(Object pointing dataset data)
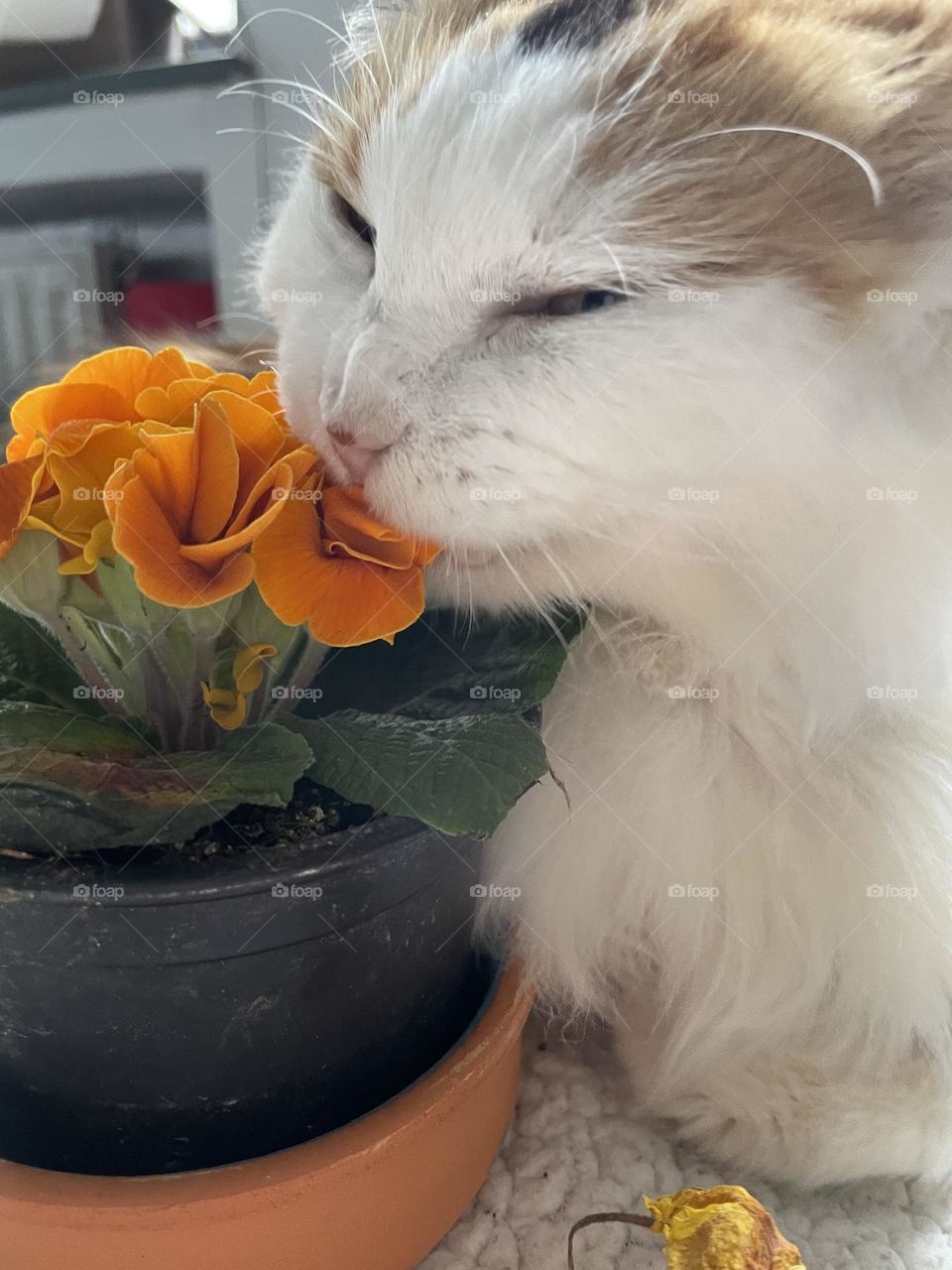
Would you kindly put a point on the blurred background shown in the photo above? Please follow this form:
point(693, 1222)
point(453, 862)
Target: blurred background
point(139, 167)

### Directions for this task
Could you write out all of the data above again, line for line, with 13 added to each coordinate in the answer points? Leave the pictures out of your answer.

### Correct response
Would you kindly put a point on the blurred background shown in the photo above? Please follow this form:
point(693, 1222)
point(453, 862)
Target: blurred background
point(152, 180)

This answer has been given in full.